Enfin, un mouvement métapolitique comme le GRECE, qui prétend dans son sigle même, vouloir ap­préhender l'ensemble des dyna­miques à l'œuvre dans la civilisation européenne, n'a jamais rai­sonné sur les grandes forces historiques et géopolitiques qui ont traversé les régions d'Europe. Comme beau­coup de visions non dy­namiques de l'histoire, le GRECE semble avoir cultivé lui aussi une vision figée de l'histoire, où des figures hiératiques, fortement ty­pées, répéteraient inlassablement le même drame, sans imprévus autres que ceux prévus par le scénariste, avec, pour toile de fond, une tragédie réitérée en boucle sous la détestable impulsion des mêmes tricksters.  Le gourou du GRECE aimait à se dire “spenglérien”, mais aucun lecteur de Spengler ne se reconnaî­tra dans sa “vision” (bigleuse et non plus faustienne) de l'histoire européenne.

LIGNES DE DONNÉES.
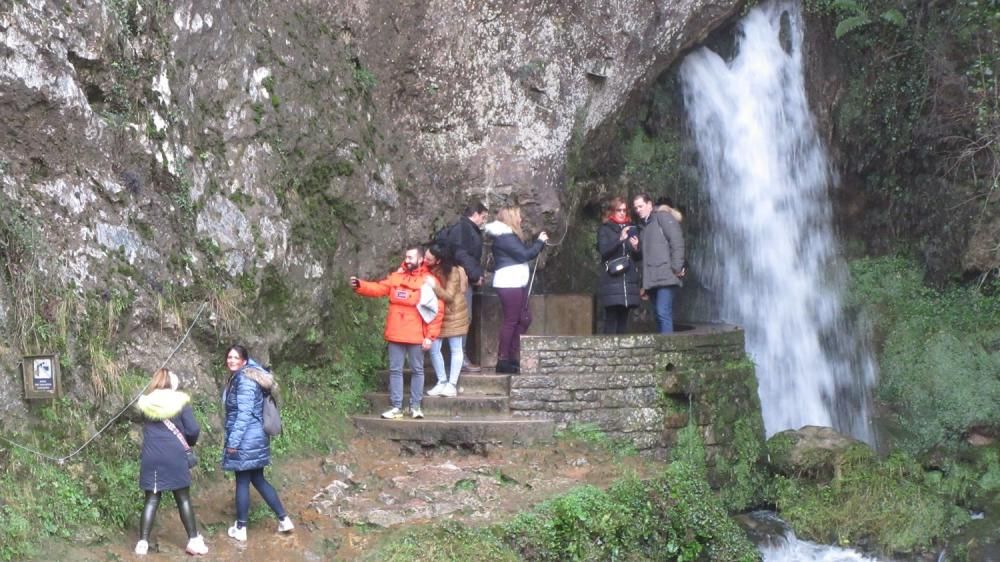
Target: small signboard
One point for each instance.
(41, 377)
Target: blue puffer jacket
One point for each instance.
(243, 399)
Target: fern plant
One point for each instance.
(856, 17)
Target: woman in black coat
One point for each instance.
(617, 291)
(168, 425)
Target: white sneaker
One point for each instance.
(196, 546)
(392, 414)
(238, 534)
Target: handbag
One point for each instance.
(272, 417)
(188, 451)
(617, 266)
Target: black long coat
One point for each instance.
(616, 290)
(163, 462)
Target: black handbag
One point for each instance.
(617, 266)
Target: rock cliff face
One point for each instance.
(155, 155)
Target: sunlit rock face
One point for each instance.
(151, 147)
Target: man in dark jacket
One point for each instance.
(661, 247)
(466, 241)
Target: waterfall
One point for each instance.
(772, 259)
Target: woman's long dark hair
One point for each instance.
(446, 261)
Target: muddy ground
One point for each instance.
(344, 503)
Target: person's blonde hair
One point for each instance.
(161, 379)
(612, 207)
(511, 216)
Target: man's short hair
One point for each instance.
(474, 208)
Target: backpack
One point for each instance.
(272, 417)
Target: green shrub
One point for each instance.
(889, 504)
(937, 352)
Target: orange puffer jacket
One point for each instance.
(403, 324)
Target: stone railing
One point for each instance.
(641, 388)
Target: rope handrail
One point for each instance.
(62, 460)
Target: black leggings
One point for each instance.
(183, 499)
(615, 319)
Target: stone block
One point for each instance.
(675, 420)
(518, 404)
(532, 381)
(643, 419)
(565, 406)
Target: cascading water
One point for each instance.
(772, 260)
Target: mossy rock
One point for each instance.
(817, 453)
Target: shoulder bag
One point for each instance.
(617, 266)
(188, 451)
(272, 417)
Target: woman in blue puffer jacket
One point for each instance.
(247, 447)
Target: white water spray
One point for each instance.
(772, 258)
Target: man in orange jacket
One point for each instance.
(406, 329)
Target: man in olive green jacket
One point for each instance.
(661, 250)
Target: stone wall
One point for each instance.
(643, 387)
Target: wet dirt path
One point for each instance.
(343, 503)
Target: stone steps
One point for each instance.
(462, 406)
(480, 414)
(458, 432)
(486, 383)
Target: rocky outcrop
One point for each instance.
(814, 452)
(155, 155)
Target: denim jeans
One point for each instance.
(663, 302)
(437, 359)
(256, 477)
(397, 353)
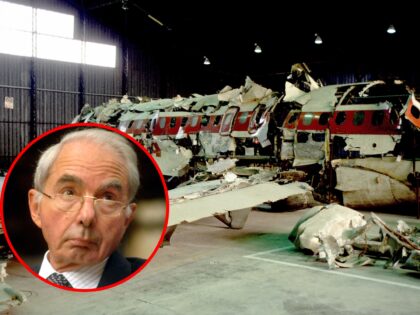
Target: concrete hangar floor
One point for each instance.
(211, 269)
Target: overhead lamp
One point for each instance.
(318, 39)
(391, 29)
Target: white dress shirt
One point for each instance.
(83, 278)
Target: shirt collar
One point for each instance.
(84, 278)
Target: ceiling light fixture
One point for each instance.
(391, 29)
(318, 39)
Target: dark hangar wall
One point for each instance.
(50, 93)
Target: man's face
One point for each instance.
(85, 237)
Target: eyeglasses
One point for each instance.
(73, 203)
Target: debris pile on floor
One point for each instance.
(344, 238)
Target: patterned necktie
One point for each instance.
(59, 279)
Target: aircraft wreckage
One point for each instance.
(356, 142)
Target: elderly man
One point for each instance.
(83, 203)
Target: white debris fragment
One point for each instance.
(331, 220)
(221, 165)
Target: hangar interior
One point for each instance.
(132, 52)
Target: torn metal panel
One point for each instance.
(390, 166)
(323, 99)
(160, 104)
(371, 144)
(206, 100)
(323, 222)
(299, 83)
(412, 112)
(221, 165)
(192, 210)
(253, 91)
(287, 151)
(173, 160)
(213, 144)
(364, 188)
(308, 152)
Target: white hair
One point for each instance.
(109, 139)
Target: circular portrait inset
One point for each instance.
(84, 207)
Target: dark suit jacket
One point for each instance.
(116, 269)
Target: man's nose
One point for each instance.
(87, 212)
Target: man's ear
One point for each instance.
(33, 202)
(133, 207)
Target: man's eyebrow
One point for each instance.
(116, 184)
(66, 178)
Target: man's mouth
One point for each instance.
(82, 242)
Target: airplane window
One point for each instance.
(358, 118)
(243, 117)
(162, 122)
(227, 120)
(173, 122)
(194, 121)
(318, 137)
(293, 118)
(302, 137)
(377, 118)
(184, 121)
(415, 112)
(393, 118)
(340, 118)
(204, 120)
(323, 118)
(307, 119)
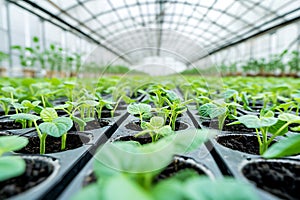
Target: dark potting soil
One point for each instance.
(53, 144)
(243, 143)
(6, 123)
(293, 126)
(136, 125)
(233, 128)
(3, 134)
(142, 140)
(10, 112)
(36, 172)
(107, 114)
(178, 164)
(279, 178)
(92, 125)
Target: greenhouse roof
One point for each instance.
(134, 29)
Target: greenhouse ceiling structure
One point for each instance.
(150, 99)
(187, 31)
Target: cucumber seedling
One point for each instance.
(267, 123)
(156, 128)
(11, 166)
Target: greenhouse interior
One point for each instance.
(150, 99)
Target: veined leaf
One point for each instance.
(48, 114)
(57, 127)
(12, 143)
(285, 147)
(252, 121)
(11, 166)
(25, 116)
(138, 108)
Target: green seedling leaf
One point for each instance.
(273, 129)
(8, 89)
(297, 128)
(211, 110)
(57, 127)
(139, 108)
(132, 157)
(18, 106)
(204, 188)
(91, 103)
(157, 122)
(12, 143)
(25, 116)
(6, 100)
(168, 189)
(63, 106)
(172, 96)
(287, 117)
(284, 147)
(229, 93)
(285, 106)
(269, 114)
(48, 114)
(11, 166)
(252, 121)
(79, 121)
(165, 130)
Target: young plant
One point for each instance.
(102, 103)
(55, 126)
(6, 102)
(231, 95)
(133, 169)
(267, 123)
(218, 110)
(26, 55)
(156, 128)
(11, 166)
(286, 147)
(176, 107)
(52, 125)
(140, 109)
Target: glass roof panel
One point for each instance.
(175, 25)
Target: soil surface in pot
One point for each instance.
(136, 125)
(6, 123)
(3, 134)
(142, 139)
(279, 178)
(243, 143)
(107, 114)
(234, 128)
(10, 112)
(36, 172)
(91, 125)
(178, 164)
(53, 144)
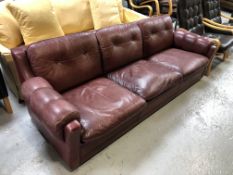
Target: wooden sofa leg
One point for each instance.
(209, 68)
(225, 55)
(7, 105)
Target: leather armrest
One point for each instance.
(48, 106)
(192, 42)
(131, 16)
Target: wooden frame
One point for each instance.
(227, 17)
(144, 5)
(7, 105)
(217, 24)
(217, 27)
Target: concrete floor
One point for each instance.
(192, 135)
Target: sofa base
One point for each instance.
(11, 80)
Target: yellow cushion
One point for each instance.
(73, 15)
(10, 35)
(105, 13)
(36, 19)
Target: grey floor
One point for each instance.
(192, 135)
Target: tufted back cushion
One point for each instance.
(66, 61)
(190, 15)
(211, 9)
(157, 34)
(120, 45)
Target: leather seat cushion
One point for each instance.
(226, 40)
(183, 61)
(102, 105)
(146, 78)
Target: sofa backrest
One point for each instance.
(72, 60)
(66, 61)
(120, 45)
(157, 34)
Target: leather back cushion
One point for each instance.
(66, 61)
(211, 10)
(157, 34)
(190, 15)
(120, 45)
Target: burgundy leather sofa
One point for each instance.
(85, 90)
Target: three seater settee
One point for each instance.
(85, 90)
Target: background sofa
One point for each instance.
(85, 90)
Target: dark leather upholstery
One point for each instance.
(96, 108)
(102, 105)
(157, 34)
(3, 90)
(226, 40)
(183, 61)
(194, 43)
(212, 10)
(227, 5)
(120, 45)
(190, 14)
(144, 78)
(48, 105)
(75, 54)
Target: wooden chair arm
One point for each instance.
(228, 17)
(156, 5)
(217, 24)
(217, 28)
(134, 6)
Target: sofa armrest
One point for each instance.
(48, 106)
(131, 16)
(192, 42)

CONSIGNE. Dans l'extrait sur le GRECE, relevez chaque nom employé avec son déterminant et complété par « Europe » ou « européenne ». Citez ces groupes dans leur ordre d'apparition.

RÉPONSE ATTENDUE.
- la civilisation européenne
- les régions d'Europe
- l'histoire européenne